━━━ PROVIDED INFORMATION ━━━

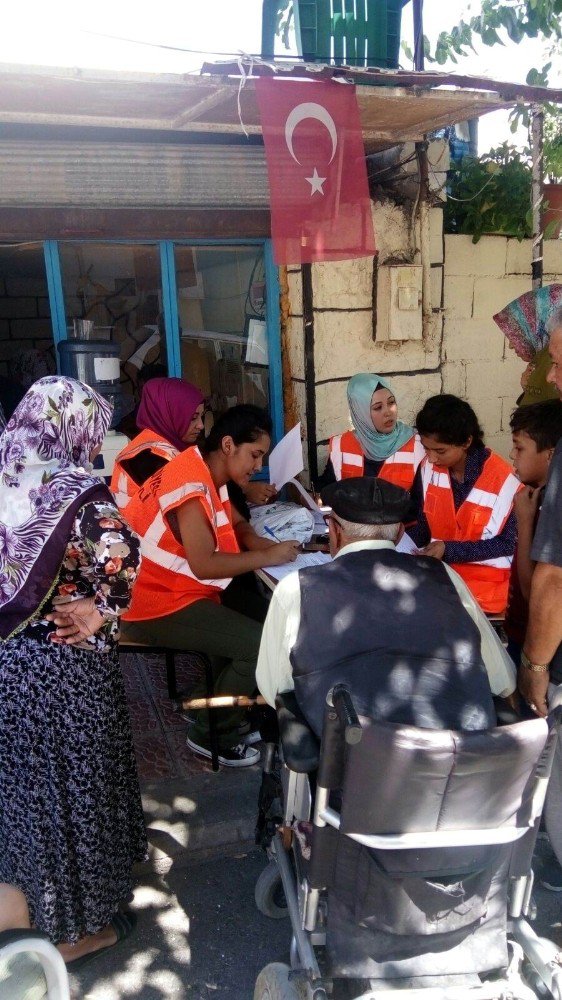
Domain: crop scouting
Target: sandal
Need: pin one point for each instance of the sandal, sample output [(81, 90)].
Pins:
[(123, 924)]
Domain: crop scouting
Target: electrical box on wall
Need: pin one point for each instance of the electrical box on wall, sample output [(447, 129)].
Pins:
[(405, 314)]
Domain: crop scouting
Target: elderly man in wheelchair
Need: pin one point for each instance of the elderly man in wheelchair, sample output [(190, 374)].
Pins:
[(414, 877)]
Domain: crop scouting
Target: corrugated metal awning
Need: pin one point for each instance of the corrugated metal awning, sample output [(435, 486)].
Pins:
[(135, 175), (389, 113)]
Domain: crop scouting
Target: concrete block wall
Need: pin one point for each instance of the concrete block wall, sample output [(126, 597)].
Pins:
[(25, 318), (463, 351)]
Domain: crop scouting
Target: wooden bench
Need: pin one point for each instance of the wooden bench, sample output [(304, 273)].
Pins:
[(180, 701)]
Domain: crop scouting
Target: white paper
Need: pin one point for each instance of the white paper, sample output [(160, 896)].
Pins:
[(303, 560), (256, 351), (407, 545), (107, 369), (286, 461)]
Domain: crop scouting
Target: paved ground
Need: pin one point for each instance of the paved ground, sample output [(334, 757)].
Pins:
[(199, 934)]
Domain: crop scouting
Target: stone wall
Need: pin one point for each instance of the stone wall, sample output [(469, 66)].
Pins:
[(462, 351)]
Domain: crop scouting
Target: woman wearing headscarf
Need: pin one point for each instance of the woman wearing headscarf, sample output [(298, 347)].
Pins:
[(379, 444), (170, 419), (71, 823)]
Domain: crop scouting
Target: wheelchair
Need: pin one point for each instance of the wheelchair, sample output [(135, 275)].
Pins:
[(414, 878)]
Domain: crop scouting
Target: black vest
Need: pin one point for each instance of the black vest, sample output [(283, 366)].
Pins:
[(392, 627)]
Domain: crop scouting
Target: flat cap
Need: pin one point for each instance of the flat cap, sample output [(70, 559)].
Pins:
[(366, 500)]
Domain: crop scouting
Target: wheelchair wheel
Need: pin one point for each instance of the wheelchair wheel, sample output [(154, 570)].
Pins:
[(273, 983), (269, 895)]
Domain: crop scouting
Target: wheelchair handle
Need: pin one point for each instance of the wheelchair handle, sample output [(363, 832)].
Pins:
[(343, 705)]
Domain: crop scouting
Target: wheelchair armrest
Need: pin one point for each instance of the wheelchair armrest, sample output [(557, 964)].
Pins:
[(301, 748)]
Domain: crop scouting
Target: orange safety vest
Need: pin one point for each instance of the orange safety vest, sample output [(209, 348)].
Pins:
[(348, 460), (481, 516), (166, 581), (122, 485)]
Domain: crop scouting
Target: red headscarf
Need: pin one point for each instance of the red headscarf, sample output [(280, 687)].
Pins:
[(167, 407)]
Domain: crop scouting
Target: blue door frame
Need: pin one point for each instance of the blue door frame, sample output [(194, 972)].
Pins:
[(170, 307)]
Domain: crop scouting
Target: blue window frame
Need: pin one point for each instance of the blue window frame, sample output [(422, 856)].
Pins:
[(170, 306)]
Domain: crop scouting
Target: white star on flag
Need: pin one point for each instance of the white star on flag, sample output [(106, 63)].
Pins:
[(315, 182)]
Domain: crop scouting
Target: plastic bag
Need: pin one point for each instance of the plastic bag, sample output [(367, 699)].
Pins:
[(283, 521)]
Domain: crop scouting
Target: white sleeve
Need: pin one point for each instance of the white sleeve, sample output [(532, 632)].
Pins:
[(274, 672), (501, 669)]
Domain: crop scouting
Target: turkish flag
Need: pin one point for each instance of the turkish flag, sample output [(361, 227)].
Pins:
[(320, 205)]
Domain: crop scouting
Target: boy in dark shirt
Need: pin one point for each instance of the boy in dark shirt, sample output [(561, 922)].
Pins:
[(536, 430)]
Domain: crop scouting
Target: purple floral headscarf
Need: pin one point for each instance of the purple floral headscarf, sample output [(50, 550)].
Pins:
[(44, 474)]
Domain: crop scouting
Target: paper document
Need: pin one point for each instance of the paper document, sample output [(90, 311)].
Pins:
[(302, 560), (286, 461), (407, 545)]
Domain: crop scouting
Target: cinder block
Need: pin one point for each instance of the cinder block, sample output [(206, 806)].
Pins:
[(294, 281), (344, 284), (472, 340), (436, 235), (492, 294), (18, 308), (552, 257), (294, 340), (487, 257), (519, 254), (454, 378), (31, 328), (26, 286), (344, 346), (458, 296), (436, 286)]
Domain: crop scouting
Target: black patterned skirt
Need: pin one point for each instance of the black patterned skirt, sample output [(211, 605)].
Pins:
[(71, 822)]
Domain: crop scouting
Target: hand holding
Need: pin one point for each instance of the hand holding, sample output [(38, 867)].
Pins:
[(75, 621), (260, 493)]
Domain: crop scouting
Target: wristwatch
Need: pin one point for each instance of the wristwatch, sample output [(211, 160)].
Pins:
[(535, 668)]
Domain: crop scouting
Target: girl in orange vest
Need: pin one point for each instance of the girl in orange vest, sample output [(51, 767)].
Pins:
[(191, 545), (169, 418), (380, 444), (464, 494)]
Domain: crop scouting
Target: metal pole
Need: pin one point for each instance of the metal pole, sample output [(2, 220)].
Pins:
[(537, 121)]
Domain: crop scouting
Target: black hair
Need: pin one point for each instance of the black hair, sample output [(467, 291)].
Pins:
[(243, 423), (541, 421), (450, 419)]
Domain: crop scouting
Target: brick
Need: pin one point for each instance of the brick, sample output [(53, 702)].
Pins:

━━━

> [EXERCISE]:
Put the stretch of lines from the start of the items above through the line containing "[(414, 877)]" into a Markdown table with the columns Row and Text, skipping blank lines. Leave the pictures out of the answer.

> [TASK RESPONSE]:
| Row | Text |
|---|---|
| 1 | Domain: crop scouting |
| 2 | Target: sandal |
| 3 | Need: pin one point for each instance of the sandal, sample output [(81, 90)]. |
| 4 | Pins: |
| 5 | [(123, 924)] |
| 6 | Domain: crop scouting |
| 7 | Target: electrical box on wall |
| 8 | Need: pin one point for each instance of the electrical box on wall, sample output [(447, 129)]. |
| 9 | Pins: |
| 10 | [(405, 314)] |
| 11 | Domain: crop scouting |
| 12 | Target: elderly man in wheelchair |
| 13 | Need: pin one point for each instance of the elderly man in wheelchair, sample output [(190, 374)]. |
| 14 | Pins: |
| 15 | [(414, 877)] |